◆ ACTIVITY
Would you copy all lines in the data that contain the word "TASK"?

━━━ DATA EXTRACTS

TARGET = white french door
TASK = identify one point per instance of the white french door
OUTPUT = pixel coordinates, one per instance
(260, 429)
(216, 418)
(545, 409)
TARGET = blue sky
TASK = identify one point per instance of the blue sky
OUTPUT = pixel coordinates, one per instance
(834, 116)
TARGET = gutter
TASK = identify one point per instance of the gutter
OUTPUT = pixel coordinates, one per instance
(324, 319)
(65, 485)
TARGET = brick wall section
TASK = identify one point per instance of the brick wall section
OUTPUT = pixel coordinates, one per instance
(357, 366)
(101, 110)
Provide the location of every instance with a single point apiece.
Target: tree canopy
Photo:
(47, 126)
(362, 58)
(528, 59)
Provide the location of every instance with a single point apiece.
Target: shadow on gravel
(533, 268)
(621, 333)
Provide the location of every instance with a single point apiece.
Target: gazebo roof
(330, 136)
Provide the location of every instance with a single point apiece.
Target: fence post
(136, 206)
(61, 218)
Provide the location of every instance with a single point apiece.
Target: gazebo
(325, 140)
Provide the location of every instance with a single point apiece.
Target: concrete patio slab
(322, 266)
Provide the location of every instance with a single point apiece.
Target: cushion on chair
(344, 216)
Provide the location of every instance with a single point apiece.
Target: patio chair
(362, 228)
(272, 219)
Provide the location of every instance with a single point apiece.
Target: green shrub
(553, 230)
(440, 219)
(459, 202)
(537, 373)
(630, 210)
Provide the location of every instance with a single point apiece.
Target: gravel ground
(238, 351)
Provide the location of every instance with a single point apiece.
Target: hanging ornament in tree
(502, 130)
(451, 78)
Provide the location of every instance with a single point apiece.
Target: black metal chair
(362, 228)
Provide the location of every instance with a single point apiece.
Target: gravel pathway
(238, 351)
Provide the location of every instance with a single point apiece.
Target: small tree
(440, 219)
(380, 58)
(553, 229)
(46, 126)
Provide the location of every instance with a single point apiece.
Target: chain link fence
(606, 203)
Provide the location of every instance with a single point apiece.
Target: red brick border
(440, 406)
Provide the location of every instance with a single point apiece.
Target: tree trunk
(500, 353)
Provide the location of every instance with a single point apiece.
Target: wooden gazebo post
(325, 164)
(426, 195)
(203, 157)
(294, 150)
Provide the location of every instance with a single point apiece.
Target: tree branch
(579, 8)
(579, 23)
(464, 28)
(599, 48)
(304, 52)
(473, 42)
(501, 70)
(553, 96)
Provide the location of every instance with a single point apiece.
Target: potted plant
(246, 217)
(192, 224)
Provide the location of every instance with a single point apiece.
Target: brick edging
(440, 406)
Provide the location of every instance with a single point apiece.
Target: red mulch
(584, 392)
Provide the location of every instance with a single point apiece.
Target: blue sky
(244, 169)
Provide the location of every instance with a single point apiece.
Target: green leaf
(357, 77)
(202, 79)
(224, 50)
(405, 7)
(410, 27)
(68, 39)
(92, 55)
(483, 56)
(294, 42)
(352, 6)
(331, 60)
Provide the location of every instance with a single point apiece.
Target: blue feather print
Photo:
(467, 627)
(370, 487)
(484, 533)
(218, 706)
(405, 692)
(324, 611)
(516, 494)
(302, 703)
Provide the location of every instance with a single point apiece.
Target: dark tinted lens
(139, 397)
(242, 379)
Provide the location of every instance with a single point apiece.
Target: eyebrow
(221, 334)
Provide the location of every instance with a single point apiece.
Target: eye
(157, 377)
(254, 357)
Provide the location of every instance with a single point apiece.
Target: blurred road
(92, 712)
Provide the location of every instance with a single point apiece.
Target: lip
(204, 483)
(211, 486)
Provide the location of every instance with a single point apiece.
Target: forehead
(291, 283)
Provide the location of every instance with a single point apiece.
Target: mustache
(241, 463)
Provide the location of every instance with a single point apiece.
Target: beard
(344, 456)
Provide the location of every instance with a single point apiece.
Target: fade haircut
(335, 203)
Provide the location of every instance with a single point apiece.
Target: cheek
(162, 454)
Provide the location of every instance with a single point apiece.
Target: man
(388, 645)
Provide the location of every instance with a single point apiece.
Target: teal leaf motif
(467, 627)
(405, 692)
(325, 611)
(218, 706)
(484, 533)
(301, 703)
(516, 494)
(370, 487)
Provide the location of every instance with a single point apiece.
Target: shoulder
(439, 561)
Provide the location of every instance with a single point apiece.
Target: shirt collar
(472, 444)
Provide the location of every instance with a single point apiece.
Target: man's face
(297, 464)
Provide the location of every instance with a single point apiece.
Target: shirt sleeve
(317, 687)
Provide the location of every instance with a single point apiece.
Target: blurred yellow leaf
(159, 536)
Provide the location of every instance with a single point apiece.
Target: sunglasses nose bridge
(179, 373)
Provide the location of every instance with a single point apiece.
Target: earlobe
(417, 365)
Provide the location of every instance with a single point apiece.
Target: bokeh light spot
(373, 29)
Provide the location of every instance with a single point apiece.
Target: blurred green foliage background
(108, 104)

━━━━━━

◆ SOLUTION
TASK = identify one point per instance of the white french door
TASK = identify one point per instance of the blue sky
TASK = identify one point per instance of the gutter
TASK = identify one point per instance of the brick wall section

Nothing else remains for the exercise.